(SELECTION):
START
# sixbit
## Sixbit - a crate for small packed strings.
This crate provides densely-packed 8-bit, 16-bit, 32-bit, 64-bit, and
128-bit "small strings", in a variety of custom script-specific
6-bit-per-character encodings. It does not deal with any scripts that have
repertoires that significantly exceed reasonable 6-bit-per-character codes
(eg. Chinese); such scripts are probably better off using UTF-16 or BOCU-1.
(Also its treatment of Latin leaves something to be desired, since you
cannot encode mixed-case strings; this is a deliberate choice to let us do
alphanumeric-with-symbols strings in at least one case -- upper case.)
This sort of datatype is a low-level optimization to use in a system
processing a lot of small strings (eg. single words): you can avoid
allocating them on the heap, store them in string-structure headers, NaN
boxes or other sorts of small-literal value types.
Perhaps most enticingly: you can pack _more than one of them_ into a SIMD
vector, and operate on (eg. search) multiple such strings at once, in
parallel, as a single register. Vector registers just keep growing these
days.
Of course not every string is short enough to fit, and not every
short-enough string has codepoints that fall inside one of the "code pages"
that this crate provides. The encoding functions are therefore all
partial. But they should handle a significant enough quantity of strings to
make it worthwhile.
END
(DATA SHOWN):
START
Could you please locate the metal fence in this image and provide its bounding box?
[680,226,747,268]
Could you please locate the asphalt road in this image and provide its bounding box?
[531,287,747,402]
END
(PROBLEM REQUIREMENTS): In the sixbit crate description, what can't you encode when using Latin?

(PROBLEM SOLUTION): Mixed-case strings.